## [TASK GOAL]
Turn the lines below into a numbered list, leaving out any blank lines.

[Data items]
>> BEGIN

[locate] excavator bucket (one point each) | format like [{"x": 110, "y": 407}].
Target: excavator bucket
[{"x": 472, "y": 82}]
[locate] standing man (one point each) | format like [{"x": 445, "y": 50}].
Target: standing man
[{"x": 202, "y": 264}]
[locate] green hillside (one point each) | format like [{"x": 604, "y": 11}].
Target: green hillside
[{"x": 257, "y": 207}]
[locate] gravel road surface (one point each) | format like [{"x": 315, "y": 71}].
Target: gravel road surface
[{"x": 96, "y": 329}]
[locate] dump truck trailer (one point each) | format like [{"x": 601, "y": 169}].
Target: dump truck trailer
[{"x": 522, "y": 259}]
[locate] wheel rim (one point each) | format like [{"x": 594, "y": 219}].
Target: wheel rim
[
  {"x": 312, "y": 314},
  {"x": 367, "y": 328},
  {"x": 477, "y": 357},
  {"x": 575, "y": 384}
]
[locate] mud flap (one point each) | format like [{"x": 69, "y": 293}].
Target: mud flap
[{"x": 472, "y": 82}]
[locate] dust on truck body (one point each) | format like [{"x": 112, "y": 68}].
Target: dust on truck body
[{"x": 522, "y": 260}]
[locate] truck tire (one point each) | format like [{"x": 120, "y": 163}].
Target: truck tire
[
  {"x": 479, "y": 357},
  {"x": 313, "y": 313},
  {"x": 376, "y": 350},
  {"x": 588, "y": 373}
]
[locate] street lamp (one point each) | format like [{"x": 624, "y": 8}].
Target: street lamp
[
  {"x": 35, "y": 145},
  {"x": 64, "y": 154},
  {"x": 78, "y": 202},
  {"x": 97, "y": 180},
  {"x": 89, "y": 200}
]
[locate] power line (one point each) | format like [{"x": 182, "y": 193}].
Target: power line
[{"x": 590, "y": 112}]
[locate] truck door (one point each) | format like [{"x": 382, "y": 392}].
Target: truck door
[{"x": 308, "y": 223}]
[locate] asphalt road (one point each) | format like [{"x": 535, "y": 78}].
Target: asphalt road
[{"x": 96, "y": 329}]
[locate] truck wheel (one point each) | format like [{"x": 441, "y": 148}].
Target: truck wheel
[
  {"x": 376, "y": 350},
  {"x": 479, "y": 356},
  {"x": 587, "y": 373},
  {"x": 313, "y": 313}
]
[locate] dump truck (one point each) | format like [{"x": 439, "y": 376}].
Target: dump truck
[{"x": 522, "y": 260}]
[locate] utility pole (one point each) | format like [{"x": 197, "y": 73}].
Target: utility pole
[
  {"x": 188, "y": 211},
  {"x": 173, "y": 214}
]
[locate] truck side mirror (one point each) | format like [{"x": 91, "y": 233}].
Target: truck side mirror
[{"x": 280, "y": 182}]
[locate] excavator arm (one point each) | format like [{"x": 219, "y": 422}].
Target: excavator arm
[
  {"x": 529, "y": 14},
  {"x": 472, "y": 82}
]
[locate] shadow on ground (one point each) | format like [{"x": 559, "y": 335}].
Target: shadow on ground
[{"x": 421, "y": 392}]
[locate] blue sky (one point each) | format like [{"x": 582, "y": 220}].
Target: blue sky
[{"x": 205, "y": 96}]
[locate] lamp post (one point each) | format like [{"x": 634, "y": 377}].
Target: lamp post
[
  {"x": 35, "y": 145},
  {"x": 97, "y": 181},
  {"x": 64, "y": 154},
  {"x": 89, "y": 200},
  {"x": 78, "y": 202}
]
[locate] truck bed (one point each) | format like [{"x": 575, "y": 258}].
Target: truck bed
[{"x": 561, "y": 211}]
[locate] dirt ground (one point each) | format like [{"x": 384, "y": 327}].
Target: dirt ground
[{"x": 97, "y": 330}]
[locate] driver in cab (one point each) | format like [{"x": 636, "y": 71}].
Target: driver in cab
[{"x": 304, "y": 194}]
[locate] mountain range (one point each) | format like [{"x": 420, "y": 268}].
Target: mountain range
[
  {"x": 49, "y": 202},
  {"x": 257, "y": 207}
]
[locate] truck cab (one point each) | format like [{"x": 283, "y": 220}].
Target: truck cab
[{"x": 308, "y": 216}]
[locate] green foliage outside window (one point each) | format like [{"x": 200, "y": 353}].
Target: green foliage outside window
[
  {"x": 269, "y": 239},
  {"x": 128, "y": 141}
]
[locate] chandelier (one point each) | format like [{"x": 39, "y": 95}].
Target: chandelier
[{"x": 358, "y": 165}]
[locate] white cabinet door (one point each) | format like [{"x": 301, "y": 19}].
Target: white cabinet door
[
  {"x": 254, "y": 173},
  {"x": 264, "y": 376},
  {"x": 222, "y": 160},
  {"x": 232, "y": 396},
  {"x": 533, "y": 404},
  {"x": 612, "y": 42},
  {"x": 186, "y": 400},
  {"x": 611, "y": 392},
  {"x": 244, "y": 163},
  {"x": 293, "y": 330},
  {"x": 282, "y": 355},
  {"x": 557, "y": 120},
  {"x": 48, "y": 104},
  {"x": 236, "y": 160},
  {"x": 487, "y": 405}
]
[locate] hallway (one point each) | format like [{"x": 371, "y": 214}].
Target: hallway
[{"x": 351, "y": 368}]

>> END

## [TASK ANSWER]
1. [locate] excavator bucket (one point each) | format like [{"x": 110, "y": 407}].
2. Target: excavator bucket
3. [{"x": 472, "y": 82}]
4. [locate] standing man (one point each) | format like [{"x": 445, "y": 50}].
5. Target: standing man
6. [{"x": 202, "y": 264}]
7. [locate] green hillside (one point each) | format like [{"x": 604, "y": 11}].
8. Target: green hillside
9. [{"x": 257, "y": 207}]
10. [locate] gravel road surface (one point each) | format like [{"x": 315, "y": 71}].
11. Target: gravel road surface
12. [{"x": 96, "y": 329}]
13. [locate] dump truck trailer (one point each) | format like [{"x": 601, "y": 169}].
14. Target: dump truck trailer
15. [{"x": 522, "y": 259}]
16. [locate] wheel rim (one point each) | format like [{"x": 594, "y": 219}].
17. Target: wheel rim
18. [
19.   {"x": 312, "y": 314},
20.   {"x": 367, "y": 328},
21.   {"x": 477, "y": 357},
22.   {"x": 575, "y": 384}
23. ]
24. [locate] mud flap (one point each) | format like [{"x": 69, "y": 293}].
25. Target: mud flap
26. [{"x": 472, "y": 82}]
27. [locate] dust on truck body (one point each) | format like [{"x": 112, "y": 68}].
28. Target: dust on truck body
29. [{"x": 522, "y": 260}]
30. [locate] truck tire (one point each) | format like [{"x": 120, "y": 163}].
31. Target: truck tire
32. [
33.   {"x": 479, "y": 357},
34.   {"x": 313, "y": 313},
35.   {"x": 376, "y": 350},
36.   {"x": 588, "y": 373}
37. ]
38. [locate] street lamp (one point each) | format like [{"x": 624, "y": 8}].
39. Target: street lamp
40. [
41.   {"x": 35, "y": 145},
42.   {"x": 64, "y": 154},
43.   {"x": 78, "y": 202},
44.   {"x": 97, "y": 180},
45.   {"x": 89, "y": 200}
46. ]
47. [locate] power line (one point each) | format like [{"x": 182, "y": 193}].
48. Target: power line
49. [{"x": 590, "y": 112}]
50. [locate] truck door (one point each) | format like [{"x": 382, "y": 392}].
51. Target: truck door
52. [{"x": 308, "y": 223}]
53. [locate] asphalt road (one point each) | format like [{"x": 535, "y": 78}].
54. Target: asphalt road
55. [{"x": 96, "y": 329}]
56. [locate] truck wheel (one point each) | format like [{"x": 441, "y": 148}].
57. Target: truck wheel
58. [
59.   {"x": 376, "y": 350},
60.   {"x": 479, "y": 356},
61.   {"x": 587, "y": 373},
62.   {"x": 313, "y": 313}
63. ]
64. [locate] dump truck (one point each) | format like [{"x": 439, "y": 376}].
65. Target: dump truck
66. [{"x": 522, "y": 260}]
67. [locate] utility pole (one point each) | format like [{"x": 197, "y": 73}].
68. Target: utility pole
69. [
70.   {"x": 188, "y": 211},
71.   {"x": 173, "y": 214}
72. ]
73. [locate] truck side mirror (one point each) | format like [{"x": 91, "y": 233}].
74. Target: truck side mirror
75. [{"x": 280, "y": 182}]
76. [locate] excavator arm (one point each) | format like [{"x": 219, "y": 422}].
77. Target: excavator arm
78. [
79.   {"x": 529, "y": 14},
80.   {"x": 472, "y": 82}
81. ]
82. [locate] shadow on ground (one point each) | format like [{"x": 559, "y": 335}].
83. Target: shadow on ground
84. [{"x": 421, "y": 392}]
85. [locate] blue sky (one point each) | format like [{"x": 582, "y": 220}].
86. Target: blue sky
87. [{"x": 205, "y": 96}]
88. [locate] lamp post (one point each) | format like [{"x": 634, "y": 377}].
89. Target: lamp post
90. [
91.   {"x": 35, "y": 145},
92.   {"x": 97, "y": 181},
93.   {"x": 64, "y": 154},
94.   {"x": 89, "y": 200},
95.   {"x": 78, "y": 202}
96. ]
97. [locate] truck bed (one point each) | format like [{"x": 575, "y": 258}].
98. Target: truck bed
99. [{"x": 561, "y": 211}]
100. [locate] dirt ground (one point each) | format like [{"x": 384, "y": 327}].
101. Target: dirt ground
102. [{"x": 97, "y": 330}]
103. [locate] driver in cab (one point each) | format like [{"x": 636, "y": 71}].
104. Target: driver in cab
105. [{"x": 304, "y": 194}]
106. [locate] mountain range (one point each) | format like [{"x": 420, "y": 268}].
107. Target: mountain range
108. [
109.   {"x": 49, "y": 202},
110.   {"x": 257, "y": 207}
111. ]
112. [locate] truck cab (one point each) | format like [{"x": 283, "y": 220}].
113. Target: truck cab
114. [{"x": 308, "y": 216}]
115. [locate] green foliage outside window (one point each) | format like [{"x": 200, "y": 353}].
116. Target: green foliage outside window
117. [
118.   {"x": 269, "y": 239},
119.   {"x": 128, "y": 141}
120. ]
121. [locate] chandelier (one point each) | format like [{"x": 39, "y": 95}].
122. Target: chandelier
123. [{"x": 358, "y": 165}]
124. [locate] white cabinet door (one point each) | format like [{"x": 301, "y": 19}].
125. Target: white cabinet door
126. [
127.   {"x": 254, "y": 173},
128.   {"x": 264, "y": 376},
129.   {"x": 222, "y": 160},
130.   {"x": 232, "y": 396},
131.   {"x": 533, "y": 404},
132.   {"x": 612, "y": 42},
133.   {"x": 186, "y": 400},
134.   {"x": 611, "y": 392},
135.   {"x": 244, "y": 163},
136.   {"x": 293, "y": 330},
137.   {"x": 282, "y": 355},
138.   {"x": 557, "y": 120},
139.   {"x": 48, "y": 104},
140.   {"x": 236, "y": 160},
141.   {"x": 487, "y": 405}
142. ]
143. [locate] hallway (one point each) | format like [{"x": 371, "y": 214}].
144. Target: hallway
145. [{"x": 351, "y": 368}]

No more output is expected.